_Given request_: Exactly repeat the material, dropping every picture from the copy.

_Exercise inputs_:
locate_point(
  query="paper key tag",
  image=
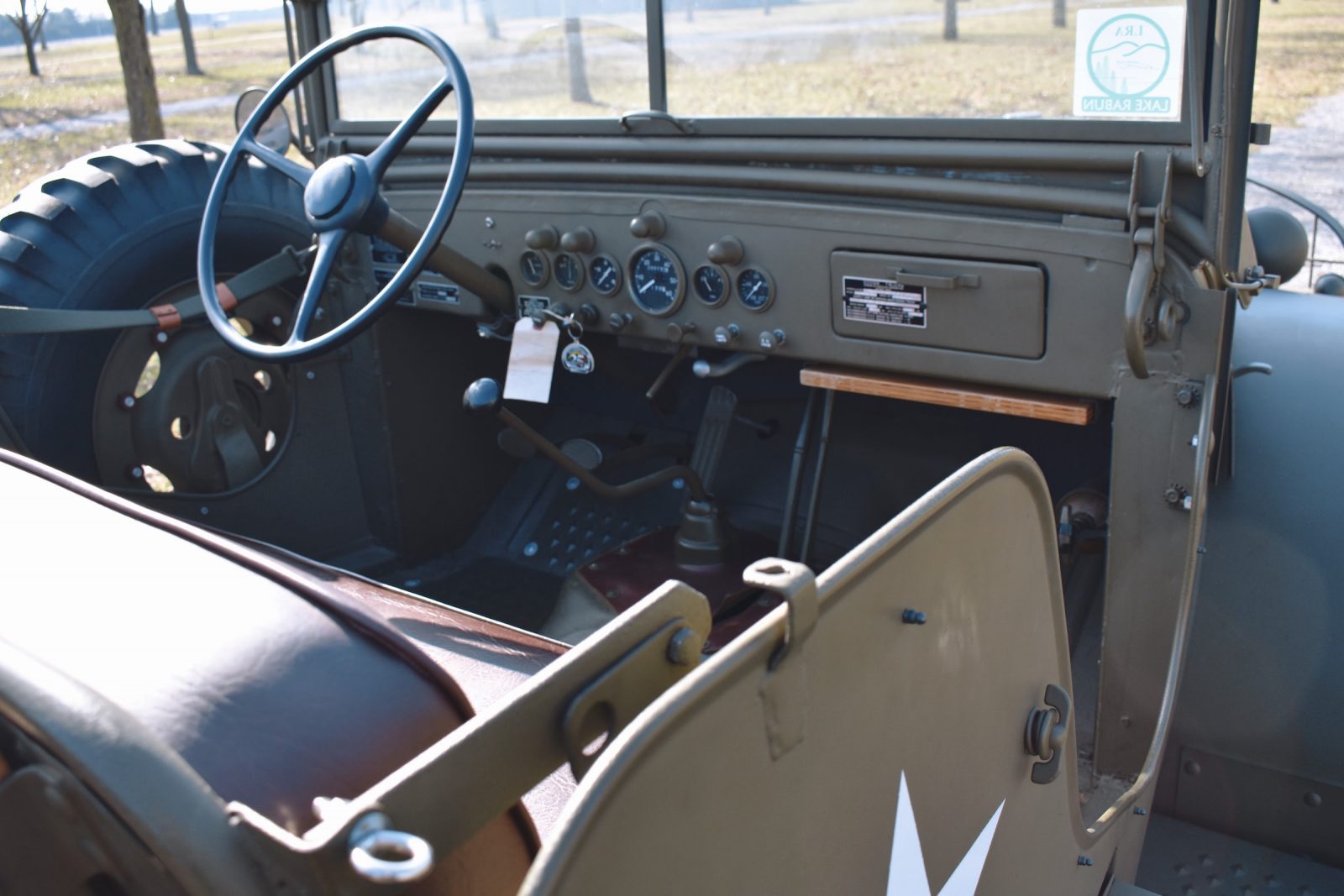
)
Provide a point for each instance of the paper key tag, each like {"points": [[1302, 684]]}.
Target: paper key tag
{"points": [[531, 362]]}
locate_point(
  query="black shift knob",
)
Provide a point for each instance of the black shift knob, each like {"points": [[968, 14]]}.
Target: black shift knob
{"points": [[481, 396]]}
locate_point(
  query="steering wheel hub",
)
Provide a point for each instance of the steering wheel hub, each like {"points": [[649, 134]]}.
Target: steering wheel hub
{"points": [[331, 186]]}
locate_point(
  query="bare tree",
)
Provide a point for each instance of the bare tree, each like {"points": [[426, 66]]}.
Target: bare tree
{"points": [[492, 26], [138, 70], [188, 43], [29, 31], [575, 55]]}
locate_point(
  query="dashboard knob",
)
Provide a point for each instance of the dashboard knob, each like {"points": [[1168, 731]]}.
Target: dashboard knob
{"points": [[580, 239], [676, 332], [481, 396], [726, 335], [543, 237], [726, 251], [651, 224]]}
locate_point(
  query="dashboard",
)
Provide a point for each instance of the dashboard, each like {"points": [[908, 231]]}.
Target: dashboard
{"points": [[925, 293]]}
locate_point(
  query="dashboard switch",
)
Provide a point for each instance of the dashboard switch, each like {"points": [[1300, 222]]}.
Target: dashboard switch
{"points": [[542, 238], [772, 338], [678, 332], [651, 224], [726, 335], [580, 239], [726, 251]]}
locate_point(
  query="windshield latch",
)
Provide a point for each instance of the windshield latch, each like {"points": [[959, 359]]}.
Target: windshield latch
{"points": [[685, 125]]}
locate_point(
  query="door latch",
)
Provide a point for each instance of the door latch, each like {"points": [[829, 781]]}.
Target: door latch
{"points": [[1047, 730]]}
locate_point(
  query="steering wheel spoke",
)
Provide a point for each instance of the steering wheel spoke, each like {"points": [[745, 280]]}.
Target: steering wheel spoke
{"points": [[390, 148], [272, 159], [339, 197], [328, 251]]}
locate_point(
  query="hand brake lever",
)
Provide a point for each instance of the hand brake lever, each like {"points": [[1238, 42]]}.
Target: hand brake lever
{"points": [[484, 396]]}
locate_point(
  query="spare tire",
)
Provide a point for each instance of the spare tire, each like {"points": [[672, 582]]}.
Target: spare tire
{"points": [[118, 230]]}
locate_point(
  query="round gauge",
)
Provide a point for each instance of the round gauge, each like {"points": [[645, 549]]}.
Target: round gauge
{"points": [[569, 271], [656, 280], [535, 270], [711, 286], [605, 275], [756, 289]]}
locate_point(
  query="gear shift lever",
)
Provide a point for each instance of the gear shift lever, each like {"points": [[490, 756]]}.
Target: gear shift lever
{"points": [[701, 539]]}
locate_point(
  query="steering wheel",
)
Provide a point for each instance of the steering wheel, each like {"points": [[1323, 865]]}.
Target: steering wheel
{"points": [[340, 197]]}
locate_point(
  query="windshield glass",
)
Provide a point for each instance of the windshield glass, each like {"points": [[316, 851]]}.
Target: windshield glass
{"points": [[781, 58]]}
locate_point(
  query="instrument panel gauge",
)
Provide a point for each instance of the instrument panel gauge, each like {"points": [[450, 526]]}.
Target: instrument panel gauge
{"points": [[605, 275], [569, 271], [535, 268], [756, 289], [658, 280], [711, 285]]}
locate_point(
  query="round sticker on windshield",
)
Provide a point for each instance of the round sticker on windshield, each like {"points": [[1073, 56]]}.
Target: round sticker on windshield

_Solution to this problem_:
locate_point(
  query="paper key tag",
  image=
)
Provide a point for each instance of the paper key tag, each like {"points": [[1302, 684]]}.
Target: paper key tag
{"points": [[531, 362]]}
locate_point(
  query="black shift knob",
)
Provide a point for each instance of the black shift knob, each like {"points": [[968, 14]]}.
Target: black shift knob
{"points": [[481, 396]]}
locate_point(
  query="steering wheel hub",
)
Provide a point for each instance of the steering wheel hub, each like {"points": [[649, 134]]}.
Target: steering wheel hub
{"points": [[331, 186]]}
locate_point(
  query="bare tree",
)
Provide a point for each instance of the bare tree, each like {"points": [[426, 66]]}.
Target: bare tree
{"points": [[492, 26], [138, 70], [188, 43], [29, 31], [575, 55]]}
locate_point(
  query="dashboard knob",
)
Provide a point for each instance of the dashboard knob, each like {"points": [[1168, 731]]}.
Target: dashboard knob
{"points": [[580, 239], [676, 332], [481, 396], [726, 335], [543, 237], [726, 251], [651, 224]]}
locate_point(
  query="dashboard",
)
Provide a point for each instance of the dashboard, each like {"points": [[908, 231]]}.
Target: dashboard
{"points": [[925, 293]]}
locate_point(
  query="dashboard switch",
)
Provide a point for each instance of the dashboard switch, each like {"points": [[1300, 222]]}.
Target: dashboard switch
{"points": [[542, 238], [772, 338], [678, 332], [651, 224], [726, 335], [580, 239], [726, 251]]}
locate_point(
  query="windshield latch",
)
Provide a point for each instance of the windshield latch, each like {"points": [[959, 359]]}.
Target: windshield latch
{"points": [[685, 125]]}
locate_point(
  query="door latch",
)
Provide a point for each instance of the door latch, each like {"points": [[829, 781]]}.
Target: door latch
{"points": [[1047, 730]]}
locate_point(
  query="steering wheel spoke",
)
Provide a point for each instance of the steering wheel spoke, each like {"points": [[745, 280]]}.
Target: steering wheel spoke
{"points": [[390, 148], [272, 159], [339, 197], [328, 251]]}
locate_point(
  query="hand brake lever",
)
Provide a point for each instance of the hand brake lever, each like {"points": [[1238, 42]]}.
Target: hand brake lever
{"points": [[484, 396]]}
locate_point(
  query="spare tire",
)
Provide a point for each instance of the spare tire, each like {"points": [[672, 582]]}.
Target: spare tire
{"points": [[118, 230]]}
locate_point(
  query="round gauge",
)
Provide a point for each instance of the round gauge, each like {"points": [[645, 549]]}.
Target: round gauge
{"points": [[569, 271], [656, 280], [535, 270], [711, 286], [605, 275], [756, 289]]}
locate_point(
  query="gear shift lever",
)
Provide a point for each instance of the gear shift lever, each like {"points": [[490, 756]]}.
Target: gear shift lever
{"points": [[701, 539]]}
locate_point(
  query="steering wheel",
)
Provide a point for each instance of the steering wheel, each like {"points": [[1323, 865]]}.
Target: steering wheel
{"points": [[340, 197]]}
locate_point(
  query="windshield glass",
)
Provide a point for each instance of the windshield glass, each like {"points": [[316, 851]]}.
Target: windshield glass
{"points": [[781, 58]]}
locate_point(
  query="instrument panel gauge",
)
Provide a point for each instance of the instrument panel gauge, each like {"points": [[450, 526]]}.
Target: instrument panel gauge
{"points": [[605, 275], [569, 271], [535, 268], [756, 289], [658, 280], [711, 285]]}
locate_point(
  query="round sticker on windshield",
)
Provide a point for each instance of the round sticker on windshield, each like {"points": [[1073, 56]]}.
Target: round sticker on windshield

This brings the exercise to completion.